[READING PASSAGE]
::::::::

Based on this evidence, the Illinois Supreme Court held that Lexington was not amenable to the jurisdiction of the court under either the Illinois long-arm statute or the doctrine of submitting to jurisdiction by virtue of "doing business" in Illinois. With regard to the "doing business" doctrine, the court stated:

The "doing business" approach, however, developed and was accepted as a means to obtain personal jurisdiction over foreign corporations. This court held that a foreign corporation doing business in Illinois was constructively present in this State and its assent to service upon an agent in Illinois could be implied under those circumstances. The corporation, therefore, could be served personally in Illinois in the same manner as a domestic corporation could be. If the foreign corporation was not doing business in Illinois, even personal service upon an officer of the company who was physically present in this State as a visitor, for example, did not confer jurisdiction over the nonresident .... The doing-business standard, of course, continues to be used in determining questions of jurisdiction over foreign corporations not licensed in Illinois....

Cook, 87 Ill. 2d at 199-200, 57 Ill.Dec. 730, 429 N.E.2d 847 (citations omitted and emphasis added). The court then proceeded to examine Lexington's activities according to the "doing business" test, as applied by Illinois courts.

The Illinois Supreme Court conceded the lack of an all-inclusive test for "doing business" in Illinois. However, the Court found that, in general, "doing business" means "conducting business in Illinois `of such a character and extent as to warrant the inference that the corporation has subjected itself to the jurisdiction and laws of the district in which it is served and in which it is bound to appear when a proper agent has been served with process.'" Id. at 201, 57 Ill.Dec. 730, 429 N.E.2d 847 (quoting Pembleton v. Illinois Commercial Men's Association, 289 Ill. 99, 104, 124 N.E.2d 355 (1919), appeal dismissed, 253 U.S. 499, 40 S. Ct. 483, 64 L. Ed. 1032 (1919)). The court concluded that "doing business" requires "activities greater than solicitation" and "a regularity of activities in Illinois that is absent in the case of Lexington." Id. at 201, 202, 57 Ill.Dec. 730, 429 N.E.2d 847.

::::::::

[EXTRACTED DATA]
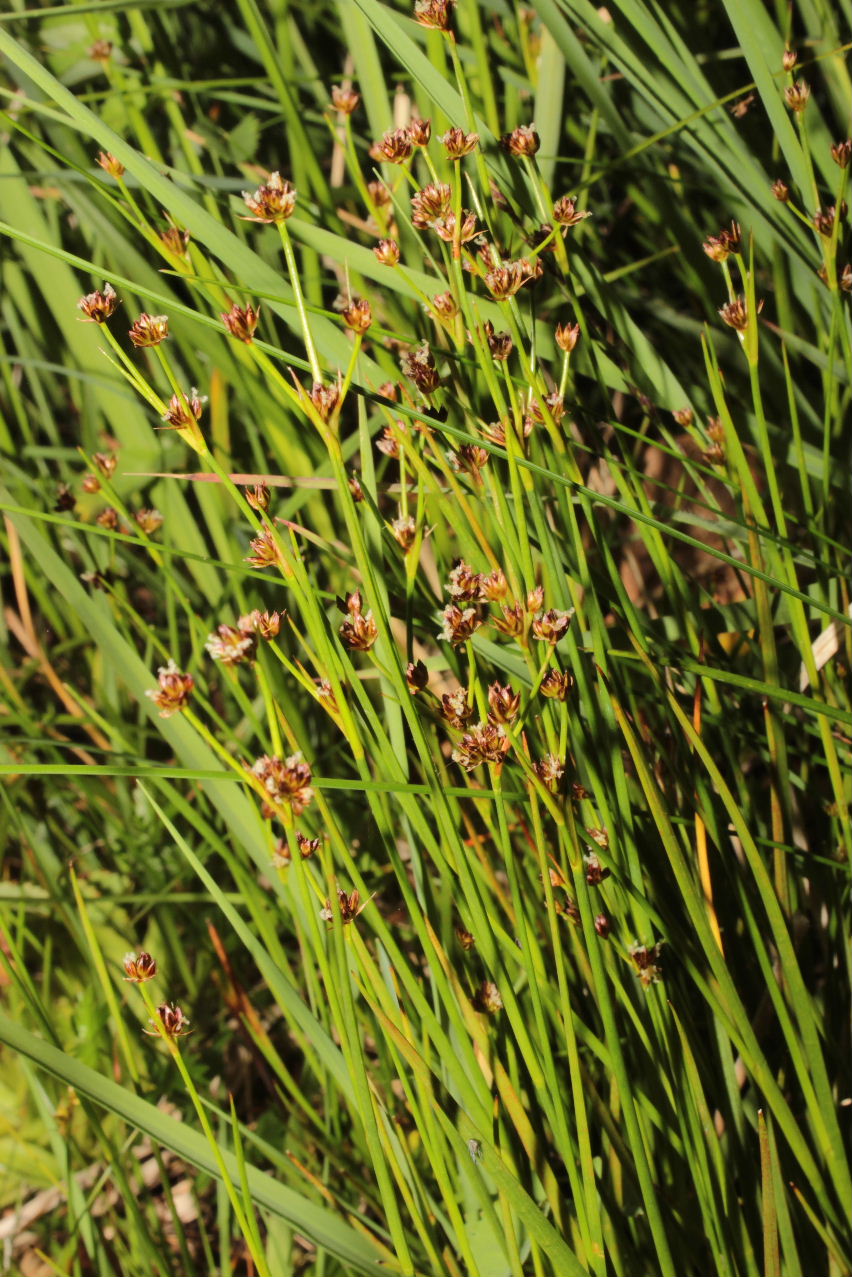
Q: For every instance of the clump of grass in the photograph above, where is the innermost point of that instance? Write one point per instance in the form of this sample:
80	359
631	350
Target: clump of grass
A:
437	645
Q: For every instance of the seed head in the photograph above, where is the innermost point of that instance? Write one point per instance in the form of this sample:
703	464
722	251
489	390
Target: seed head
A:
736	313
233	645
258	497
459	625
434	13
272	202
719	247
150	330
97	307
429	204
265	551
358	314
170	1022
487	742
387	252
556	685
109	164
242	322
464	584
419	365
487	997
285	780
345	100
459	143
797	96
552	626
503	704
524	141
148	520
359	630
566	213
567	336
420	132
417	676
395	147
500	344
842	153
445	305
139	967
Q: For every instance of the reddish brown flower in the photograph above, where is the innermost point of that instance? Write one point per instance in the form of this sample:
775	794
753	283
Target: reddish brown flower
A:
286	782
242	322
150	330
139	967
524	141
359	631
459	143
487	742
97	307
272	202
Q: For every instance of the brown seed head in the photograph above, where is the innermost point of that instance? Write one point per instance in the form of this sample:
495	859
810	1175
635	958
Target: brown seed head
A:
797	96
265	551
358	314
842	152
272	202
97	307
459	625
170	1022
173	690
459	143
429	204
109	164
445	305
556	685
258	497
419	365
567	336
417	676
566	213
503	704
524	141
233	645
395	147
487	742
434	13
139	968
359	630
500	344
487	997
387	252
242	322
148	520
285	780
150	330
344	100
451	231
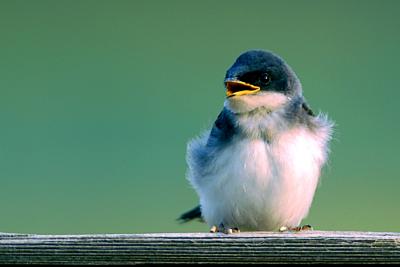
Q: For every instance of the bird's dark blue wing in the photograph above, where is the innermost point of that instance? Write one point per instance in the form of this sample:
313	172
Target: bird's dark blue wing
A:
223	129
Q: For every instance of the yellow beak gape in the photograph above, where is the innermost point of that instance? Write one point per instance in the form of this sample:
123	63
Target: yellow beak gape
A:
237	88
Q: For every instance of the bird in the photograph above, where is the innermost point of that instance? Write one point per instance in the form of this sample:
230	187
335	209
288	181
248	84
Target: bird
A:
258	167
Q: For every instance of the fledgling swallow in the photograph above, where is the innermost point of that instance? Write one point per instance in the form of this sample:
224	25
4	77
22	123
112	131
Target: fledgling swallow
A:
258	167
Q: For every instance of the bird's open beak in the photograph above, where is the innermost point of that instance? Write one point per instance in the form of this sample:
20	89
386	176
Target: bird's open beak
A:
237	88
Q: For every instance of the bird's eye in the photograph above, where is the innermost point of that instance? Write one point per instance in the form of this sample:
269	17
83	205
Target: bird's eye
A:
265	78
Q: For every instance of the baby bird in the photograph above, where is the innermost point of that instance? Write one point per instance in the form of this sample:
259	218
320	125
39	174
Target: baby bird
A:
258	167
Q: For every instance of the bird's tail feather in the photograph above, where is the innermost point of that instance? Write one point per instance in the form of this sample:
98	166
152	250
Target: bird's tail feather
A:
192	214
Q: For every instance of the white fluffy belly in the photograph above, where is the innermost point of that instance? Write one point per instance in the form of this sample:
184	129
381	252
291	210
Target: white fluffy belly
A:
261	186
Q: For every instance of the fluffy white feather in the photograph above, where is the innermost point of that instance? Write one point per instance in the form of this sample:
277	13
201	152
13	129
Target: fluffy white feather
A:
257	183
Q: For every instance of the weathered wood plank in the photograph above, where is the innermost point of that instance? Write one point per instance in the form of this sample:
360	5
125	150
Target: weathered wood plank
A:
253	247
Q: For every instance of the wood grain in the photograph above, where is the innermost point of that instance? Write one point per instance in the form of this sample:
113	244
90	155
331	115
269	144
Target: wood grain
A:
252	247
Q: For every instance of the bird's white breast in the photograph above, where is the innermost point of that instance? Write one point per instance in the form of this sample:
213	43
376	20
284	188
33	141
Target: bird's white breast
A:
258	185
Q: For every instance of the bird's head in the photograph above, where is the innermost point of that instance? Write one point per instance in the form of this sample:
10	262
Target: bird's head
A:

::::::::

[GIVEN EXERCISE 1] In the passage on the Illinois "doing business" doctrine, retype the part that opens with the words containing "Cook, 87 Ill." and closes with "by Illinois courts.".
[GIVEN EXERCISE 2] According to the passage on the Illinois "doing business" doctrine, why could a foreign corporation doing business in Illinois be served personally in the same manner as a domestic corporation? Answer in one to three sentences.
[GIVEN EXERCISE 3]
Decide whether each statement agrees with the passage on the Illinois "doing business" doctrine. Answer yes or no for each, and quote the deciding words.
(a) The Illinois Supreme Court said there is an all-inclusive test for "doing business" in Illinois.
(b) Personal service on a visiting officer of a foreign corporation that was not doing business in Illinois did not confer jurisdiction.
(c) The court held that Lexington was amenable to jurisdiction under the Illinois long-arm statute.
Rely only on the passage about Illinois jurisdiction, not on the material.

[EXERCISE ANSWER 1]
Cook, 87 Ill. 2d at 199-200, 57 Ill.Dec. 730, 429 N.E.2d 847 (citations omitted and emphasis added). The court then proceeded to examine Lexington's activities according to the "doing business" test, as applied by Illinois courts.

[EXERCISE ANSWER 2] The court held that a foreign corporation doing business in Illinois was constructively present in the State. Its assent to service on an agent in Illinois could therefore be implied, so it could be served personally like a domestic corporation.

[EXERCISE ANSWER 3]
(a) No: "The Illinois Supreme Court conceded the lack of an all-inclusive test for "doing business" in Illinois."
(b) Yes: "even personal service upon an officer of the company who was physically present in this State as a visitor, for example, did not confer jurisdiction over the nonresident"
(c) No: "Lexington was not amenable to the jurisdiction of the court under either the Illinois long-arm statute"